SOURCE EXCERPT:
--- START ---

# Fiona kidded!



## logansmommy7 (Nov 11, 2009)

Our sweet girl Fiona (half Saanen/half Alpine) kidded today. We had hoped not to breed her until the spring, but oops!  Anyway, she had a healthy doeling today, sired by our Nigerian buck, Zambra. Her name is Clover! She is a darling, and I hope she will produce lots of milk for us-I'm thinking the combination of dairy breeds might just make a nice quality milk! So..here she is, CLOVER! Born this morning...she was a little big for her mama, but otherwise she had a nice delivery...


----------



## WalnutGroveFarm (Sep 27, 2008)

Awe she is so cute. Congrats.


----------



## bleatinghearts (Feb 26, 2010)

She's A-D-O-R-A-B-L-E!


----------



## liz (Oct 5, 2007)

Awwww  Adorable baby girl!!! The little buck is cute too


----------



## mommaB (Oct 1, 2009)

awwwweee look at them!!!


----------



## kid'n'kaboodle (Mar 5, 2011)

Congrats. Very cute!


----------



## iddybit acres (Feb 18, 2011)

what a cutie =}


----------



## StaceyRosado (Oct 5, 2007)

Very sweet


----------



## naturalgoats (Jan 3, 2011)

super cute


----------



## toth boer goats (Jul 20, 2008)

Adorable ...congrats.... :thumb:


----------



## jglfainters (Jan 10, 2011)

She's very pretty. That little buck is adorable especially looking so tiny next to her, lol


----------

--- END ---

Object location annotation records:
--- START ---

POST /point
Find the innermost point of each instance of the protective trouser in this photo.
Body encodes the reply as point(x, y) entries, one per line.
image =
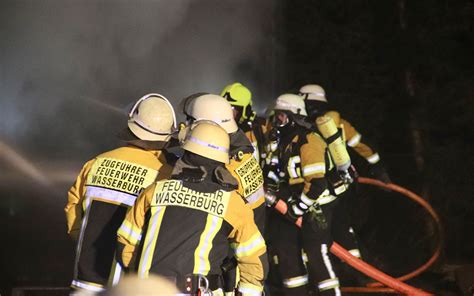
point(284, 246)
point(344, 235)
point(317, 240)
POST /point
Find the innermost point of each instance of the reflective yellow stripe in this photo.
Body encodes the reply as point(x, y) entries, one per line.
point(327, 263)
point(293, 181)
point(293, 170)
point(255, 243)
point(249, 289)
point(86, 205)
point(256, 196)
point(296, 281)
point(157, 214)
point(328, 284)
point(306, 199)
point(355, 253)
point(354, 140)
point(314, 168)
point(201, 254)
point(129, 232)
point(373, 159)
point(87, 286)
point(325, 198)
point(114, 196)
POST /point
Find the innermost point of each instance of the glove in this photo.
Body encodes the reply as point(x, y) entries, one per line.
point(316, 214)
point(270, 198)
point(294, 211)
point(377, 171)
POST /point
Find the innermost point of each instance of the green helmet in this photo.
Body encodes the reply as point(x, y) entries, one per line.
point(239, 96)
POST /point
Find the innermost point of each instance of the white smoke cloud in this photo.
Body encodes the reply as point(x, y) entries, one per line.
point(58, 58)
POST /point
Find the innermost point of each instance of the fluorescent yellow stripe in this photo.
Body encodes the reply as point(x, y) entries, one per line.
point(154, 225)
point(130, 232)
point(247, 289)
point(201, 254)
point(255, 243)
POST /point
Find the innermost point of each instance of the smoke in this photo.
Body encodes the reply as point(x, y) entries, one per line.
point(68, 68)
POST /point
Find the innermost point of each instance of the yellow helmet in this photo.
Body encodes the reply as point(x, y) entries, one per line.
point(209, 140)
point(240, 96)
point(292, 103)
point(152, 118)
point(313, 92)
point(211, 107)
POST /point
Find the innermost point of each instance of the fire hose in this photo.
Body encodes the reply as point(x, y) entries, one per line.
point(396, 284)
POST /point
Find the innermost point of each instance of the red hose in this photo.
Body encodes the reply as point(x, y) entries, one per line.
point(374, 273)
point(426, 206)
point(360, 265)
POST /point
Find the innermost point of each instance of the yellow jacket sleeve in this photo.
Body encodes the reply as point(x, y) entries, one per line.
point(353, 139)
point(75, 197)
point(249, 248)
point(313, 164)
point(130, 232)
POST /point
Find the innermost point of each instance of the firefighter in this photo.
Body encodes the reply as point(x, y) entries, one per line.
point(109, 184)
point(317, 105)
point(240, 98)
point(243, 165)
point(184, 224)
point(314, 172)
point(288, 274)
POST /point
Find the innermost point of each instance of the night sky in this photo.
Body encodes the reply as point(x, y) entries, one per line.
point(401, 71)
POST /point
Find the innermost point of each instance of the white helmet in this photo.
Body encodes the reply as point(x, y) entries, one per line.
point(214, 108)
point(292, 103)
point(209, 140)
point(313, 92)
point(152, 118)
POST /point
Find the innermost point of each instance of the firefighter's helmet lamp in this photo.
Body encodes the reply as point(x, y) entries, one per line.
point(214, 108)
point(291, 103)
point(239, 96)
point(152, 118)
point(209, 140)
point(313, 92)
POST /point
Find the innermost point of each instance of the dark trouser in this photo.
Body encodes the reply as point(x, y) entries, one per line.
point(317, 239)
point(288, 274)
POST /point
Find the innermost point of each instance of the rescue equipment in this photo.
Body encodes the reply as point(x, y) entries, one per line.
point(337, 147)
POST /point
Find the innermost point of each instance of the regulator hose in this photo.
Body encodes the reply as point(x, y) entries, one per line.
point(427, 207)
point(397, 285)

--- END ---
--- START ---

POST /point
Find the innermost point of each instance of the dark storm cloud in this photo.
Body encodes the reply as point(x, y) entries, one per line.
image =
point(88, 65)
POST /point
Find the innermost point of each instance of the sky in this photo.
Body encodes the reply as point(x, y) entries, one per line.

--- END ---
--- START ---

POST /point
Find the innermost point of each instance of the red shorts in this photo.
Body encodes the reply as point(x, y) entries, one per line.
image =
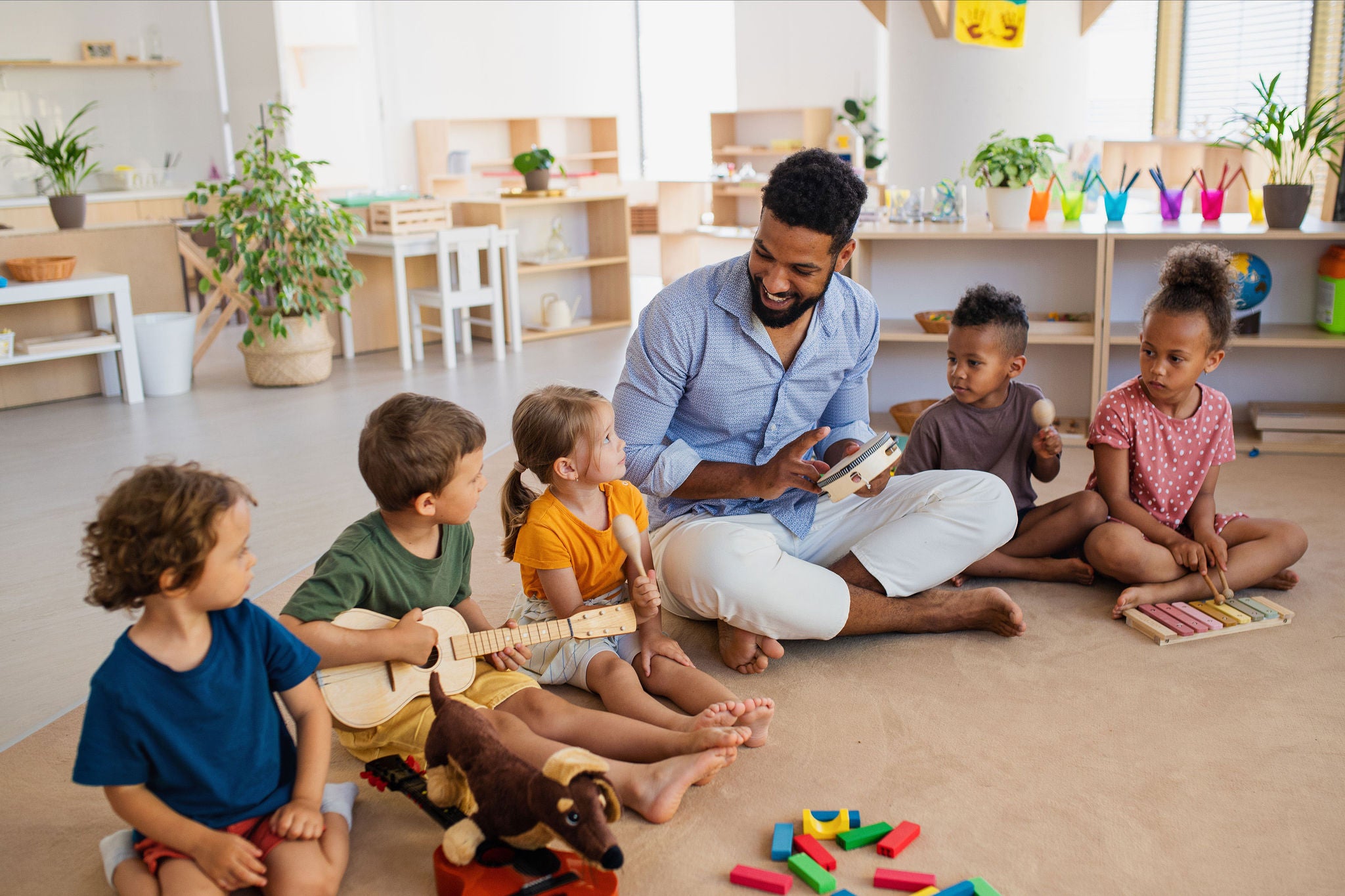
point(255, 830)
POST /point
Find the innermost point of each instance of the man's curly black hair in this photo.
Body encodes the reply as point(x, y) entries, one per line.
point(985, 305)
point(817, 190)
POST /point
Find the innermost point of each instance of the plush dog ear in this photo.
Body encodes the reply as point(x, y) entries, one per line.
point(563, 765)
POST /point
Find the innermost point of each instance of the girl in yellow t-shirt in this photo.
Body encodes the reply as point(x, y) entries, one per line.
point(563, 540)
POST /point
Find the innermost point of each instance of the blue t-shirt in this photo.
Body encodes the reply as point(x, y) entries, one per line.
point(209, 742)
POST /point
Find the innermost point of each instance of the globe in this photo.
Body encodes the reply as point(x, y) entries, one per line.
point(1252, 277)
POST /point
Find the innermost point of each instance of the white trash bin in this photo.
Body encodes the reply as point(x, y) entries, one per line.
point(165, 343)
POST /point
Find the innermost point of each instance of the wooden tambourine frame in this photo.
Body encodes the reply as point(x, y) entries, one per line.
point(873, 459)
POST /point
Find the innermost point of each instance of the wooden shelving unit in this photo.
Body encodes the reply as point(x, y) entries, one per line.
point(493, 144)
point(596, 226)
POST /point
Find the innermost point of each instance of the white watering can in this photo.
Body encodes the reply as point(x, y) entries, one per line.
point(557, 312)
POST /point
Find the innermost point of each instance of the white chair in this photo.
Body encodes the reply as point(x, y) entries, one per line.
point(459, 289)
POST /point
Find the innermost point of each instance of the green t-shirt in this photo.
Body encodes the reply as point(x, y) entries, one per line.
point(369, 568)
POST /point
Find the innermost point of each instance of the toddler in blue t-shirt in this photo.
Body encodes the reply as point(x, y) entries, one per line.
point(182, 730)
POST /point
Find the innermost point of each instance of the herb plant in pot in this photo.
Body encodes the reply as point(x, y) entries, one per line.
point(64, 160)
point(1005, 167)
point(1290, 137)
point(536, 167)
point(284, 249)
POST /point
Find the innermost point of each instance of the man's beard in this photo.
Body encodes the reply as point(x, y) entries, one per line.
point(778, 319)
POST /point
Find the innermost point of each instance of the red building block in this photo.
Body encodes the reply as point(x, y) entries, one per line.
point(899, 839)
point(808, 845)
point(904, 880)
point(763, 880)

--- END ---

WRITTEN REQUEST: Extract the passage of the forum thread about Fiona's kidding from "# Fiona kidded!" to "a nice delivery...", copying it word for word.

WRITTEN RESPONSE:
# Fiona kidded!



## logansmommy7 (Nov 11, 2009)

Our sweet girl Fiona (half Saanen/half Alpine) kidded today. We had hoped not to breed her until the spring, but oops!  Anyway, she had a healthy doeling today, sired by our Nigerian buck, Zambra. Her name is Clover! She is a darling, and I hope she will produce lots of milk for us-I'm thinking the combination of dairy breeds might just make a nice quality milk! So..here she is, CLOVER! Born this morning...she was a little big for her mama, but otherwise she had a nice delivery...